Object location annotation data:
···
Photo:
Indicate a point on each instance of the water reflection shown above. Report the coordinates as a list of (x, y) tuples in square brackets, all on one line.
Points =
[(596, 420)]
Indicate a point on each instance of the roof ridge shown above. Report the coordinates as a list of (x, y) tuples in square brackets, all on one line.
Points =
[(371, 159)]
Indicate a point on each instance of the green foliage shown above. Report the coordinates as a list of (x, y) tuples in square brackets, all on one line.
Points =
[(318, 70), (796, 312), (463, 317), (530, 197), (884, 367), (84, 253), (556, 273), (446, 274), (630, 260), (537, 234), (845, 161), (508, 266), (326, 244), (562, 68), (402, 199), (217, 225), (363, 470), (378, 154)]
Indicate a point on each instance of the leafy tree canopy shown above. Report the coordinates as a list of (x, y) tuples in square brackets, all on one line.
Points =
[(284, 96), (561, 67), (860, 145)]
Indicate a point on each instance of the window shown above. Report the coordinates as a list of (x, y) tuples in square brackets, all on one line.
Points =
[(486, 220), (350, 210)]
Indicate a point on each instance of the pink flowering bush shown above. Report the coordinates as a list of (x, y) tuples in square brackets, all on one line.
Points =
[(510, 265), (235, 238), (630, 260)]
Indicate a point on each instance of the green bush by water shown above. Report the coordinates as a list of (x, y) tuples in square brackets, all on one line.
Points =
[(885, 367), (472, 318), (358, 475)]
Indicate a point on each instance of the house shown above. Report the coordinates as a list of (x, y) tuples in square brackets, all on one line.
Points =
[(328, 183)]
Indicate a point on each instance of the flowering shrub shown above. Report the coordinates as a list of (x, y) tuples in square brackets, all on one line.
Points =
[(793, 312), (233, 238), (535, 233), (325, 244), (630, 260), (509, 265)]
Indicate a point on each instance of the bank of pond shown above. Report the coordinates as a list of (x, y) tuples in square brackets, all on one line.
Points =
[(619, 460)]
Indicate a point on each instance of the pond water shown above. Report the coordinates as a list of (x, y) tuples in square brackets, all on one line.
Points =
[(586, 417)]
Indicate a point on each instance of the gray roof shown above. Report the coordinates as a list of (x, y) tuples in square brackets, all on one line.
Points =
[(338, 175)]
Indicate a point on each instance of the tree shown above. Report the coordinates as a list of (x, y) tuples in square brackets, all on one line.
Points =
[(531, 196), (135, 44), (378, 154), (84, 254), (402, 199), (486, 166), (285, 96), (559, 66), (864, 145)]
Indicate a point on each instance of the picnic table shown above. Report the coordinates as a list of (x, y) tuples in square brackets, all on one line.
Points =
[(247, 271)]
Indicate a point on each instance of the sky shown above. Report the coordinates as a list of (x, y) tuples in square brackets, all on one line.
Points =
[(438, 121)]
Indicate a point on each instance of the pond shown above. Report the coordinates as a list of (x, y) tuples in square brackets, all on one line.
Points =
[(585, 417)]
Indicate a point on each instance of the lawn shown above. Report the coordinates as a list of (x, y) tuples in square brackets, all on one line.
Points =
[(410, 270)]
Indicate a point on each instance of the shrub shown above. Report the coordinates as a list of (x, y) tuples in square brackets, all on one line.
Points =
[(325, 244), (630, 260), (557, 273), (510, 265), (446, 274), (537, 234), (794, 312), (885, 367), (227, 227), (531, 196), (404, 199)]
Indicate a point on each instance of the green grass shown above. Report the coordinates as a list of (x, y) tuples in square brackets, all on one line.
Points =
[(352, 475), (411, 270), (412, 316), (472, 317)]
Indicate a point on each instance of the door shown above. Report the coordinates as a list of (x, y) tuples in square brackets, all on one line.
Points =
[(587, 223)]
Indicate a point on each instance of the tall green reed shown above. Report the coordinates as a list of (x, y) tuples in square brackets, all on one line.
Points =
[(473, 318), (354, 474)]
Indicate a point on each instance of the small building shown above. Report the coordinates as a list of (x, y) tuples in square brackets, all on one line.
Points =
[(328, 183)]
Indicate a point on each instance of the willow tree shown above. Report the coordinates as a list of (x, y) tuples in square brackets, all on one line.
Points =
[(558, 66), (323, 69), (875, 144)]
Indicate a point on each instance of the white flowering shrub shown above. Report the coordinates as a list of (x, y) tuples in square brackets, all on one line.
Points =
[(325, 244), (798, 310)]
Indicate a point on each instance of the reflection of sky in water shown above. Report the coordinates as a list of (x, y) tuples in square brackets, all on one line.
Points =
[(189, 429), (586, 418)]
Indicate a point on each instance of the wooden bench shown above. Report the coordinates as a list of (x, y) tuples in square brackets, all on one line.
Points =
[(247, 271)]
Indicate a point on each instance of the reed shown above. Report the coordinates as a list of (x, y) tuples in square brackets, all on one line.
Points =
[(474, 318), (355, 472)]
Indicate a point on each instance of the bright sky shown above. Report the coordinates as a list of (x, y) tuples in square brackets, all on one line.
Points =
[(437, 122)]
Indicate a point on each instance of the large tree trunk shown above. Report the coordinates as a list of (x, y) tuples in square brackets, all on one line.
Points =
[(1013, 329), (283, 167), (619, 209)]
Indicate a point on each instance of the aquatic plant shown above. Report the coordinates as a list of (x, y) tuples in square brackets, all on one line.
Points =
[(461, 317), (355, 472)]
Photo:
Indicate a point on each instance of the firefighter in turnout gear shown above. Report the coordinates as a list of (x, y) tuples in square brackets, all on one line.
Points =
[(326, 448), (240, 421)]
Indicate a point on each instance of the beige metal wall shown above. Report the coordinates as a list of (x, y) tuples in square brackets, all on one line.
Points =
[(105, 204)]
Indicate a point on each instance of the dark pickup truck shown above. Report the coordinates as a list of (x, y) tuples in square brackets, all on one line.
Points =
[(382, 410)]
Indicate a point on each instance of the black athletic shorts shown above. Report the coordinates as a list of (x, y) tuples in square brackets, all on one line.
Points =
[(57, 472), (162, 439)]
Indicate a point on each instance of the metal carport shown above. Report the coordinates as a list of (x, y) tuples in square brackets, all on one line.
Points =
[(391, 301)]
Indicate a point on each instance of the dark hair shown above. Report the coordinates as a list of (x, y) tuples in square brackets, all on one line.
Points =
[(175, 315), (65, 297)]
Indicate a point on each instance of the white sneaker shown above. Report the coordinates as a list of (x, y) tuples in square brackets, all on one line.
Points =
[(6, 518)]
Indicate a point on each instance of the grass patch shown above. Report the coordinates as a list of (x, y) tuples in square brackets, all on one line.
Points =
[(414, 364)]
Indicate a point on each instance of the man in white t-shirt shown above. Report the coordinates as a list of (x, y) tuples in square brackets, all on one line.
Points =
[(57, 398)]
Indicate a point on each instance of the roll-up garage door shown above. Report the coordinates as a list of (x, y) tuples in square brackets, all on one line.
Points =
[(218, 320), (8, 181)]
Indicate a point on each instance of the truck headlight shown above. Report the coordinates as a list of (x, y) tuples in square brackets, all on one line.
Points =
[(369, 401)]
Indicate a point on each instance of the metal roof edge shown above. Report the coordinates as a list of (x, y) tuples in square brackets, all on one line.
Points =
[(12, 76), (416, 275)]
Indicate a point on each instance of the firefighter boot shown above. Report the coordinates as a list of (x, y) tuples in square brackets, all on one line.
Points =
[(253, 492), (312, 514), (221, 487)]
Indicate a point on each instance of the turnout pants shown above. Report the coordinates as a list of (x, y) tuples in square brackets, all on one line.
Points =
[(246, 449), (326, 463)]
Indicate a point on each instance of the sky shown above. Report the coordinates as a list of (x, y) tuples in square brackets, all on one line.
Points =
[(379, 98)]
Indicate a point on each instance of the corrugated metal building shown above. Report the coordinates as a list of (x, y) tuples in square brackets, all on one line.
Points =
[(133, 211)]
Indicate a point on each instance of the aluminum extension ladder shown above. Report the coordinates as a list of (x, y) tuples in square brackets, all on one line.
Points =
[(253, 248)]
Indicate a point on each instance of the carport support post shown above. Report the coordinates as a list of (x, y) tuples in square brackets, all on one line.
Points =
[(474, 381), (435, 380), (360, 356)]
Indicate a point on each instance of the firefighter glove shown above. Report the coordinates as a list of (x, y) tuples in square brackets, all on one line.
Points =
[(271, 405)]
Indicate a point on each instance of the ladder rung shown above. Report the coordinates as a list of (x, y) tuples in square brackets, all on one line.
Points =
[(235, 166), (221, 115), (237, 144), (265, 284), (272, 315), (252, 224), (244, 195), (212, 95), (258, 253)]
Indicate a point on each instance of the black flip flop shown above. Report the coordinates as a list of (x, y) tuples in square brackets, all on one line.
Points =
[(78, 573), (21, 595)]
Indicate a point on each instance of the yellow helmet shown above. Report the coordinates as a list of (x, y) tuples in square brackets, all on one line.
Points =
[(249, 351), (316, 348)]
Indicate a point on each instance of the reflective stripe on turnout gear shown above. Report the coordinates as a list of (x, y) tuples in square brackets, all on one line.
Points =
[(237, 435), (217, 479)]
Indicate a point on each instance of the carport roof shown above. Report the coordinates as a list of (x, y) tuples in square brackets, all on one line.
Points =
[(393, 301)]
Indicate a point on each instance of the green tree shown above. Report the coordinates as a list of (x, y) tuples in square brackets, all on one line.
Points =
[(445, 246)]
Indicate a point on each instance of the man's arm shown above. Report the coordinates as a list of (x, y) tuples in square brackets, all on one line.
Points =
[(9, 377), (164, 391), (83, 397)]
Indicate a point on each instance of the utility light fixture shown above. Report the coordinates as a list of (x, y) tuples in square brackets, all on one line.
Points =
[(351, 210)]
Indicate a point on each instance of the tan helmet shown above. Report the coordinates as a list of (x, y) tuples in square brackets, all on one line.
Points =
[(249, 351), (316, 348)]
···
Exercise brief: Please lay out the listing from its start through the line containing "[(284, 96), (561, 67), (860, 145)]", both ends included, as a Markdown table with the columns Row and Listing line, leaving out blank lines. Give only that table.

Task response:
| Row | Listing line |
|---|---|
| 1 | Photo: |
| 2 | Indicate a point on each instance of the water reflection shown above. Report the coordinates as a list of (x, y) tuples in square brackets, all on one line. |
| 3 | Points = |
| 4 | [(596, 420)] |
| 5 | Indicate a point on each instance of the roof ridge shown above. Report the coordinates as a list of (x, y) tuples in square brackets, all on one line. |
| 6 | Points = |
| 7 | [(371, 159)] |
| 8 | Indicate a point on each instance of the green foliage shown above. Report the coordinates as a list of (x, y) tuples in square brackets, all on one line. |
| 9 | Points = |
| 10 | [(318, 70), (796, 312), (463, 317), (530, 197), (884, 367), (84, 253), (556, 273), (446, 274), (630, 260), (537, 234), (845, 161), (508, 266), (326, 244), (562, 68), (402, 199), (217, 225), (363, 470), (378, 154)] |
| 11 | Indicate a point on each instance of the leafy tree canopy shown above. Report the coordinates as a list of (x, y) tuples in square brackets, all on one line. |
| 12 | Points = |
| 13 | [(284, 96), (561, 67), (860, 145)] |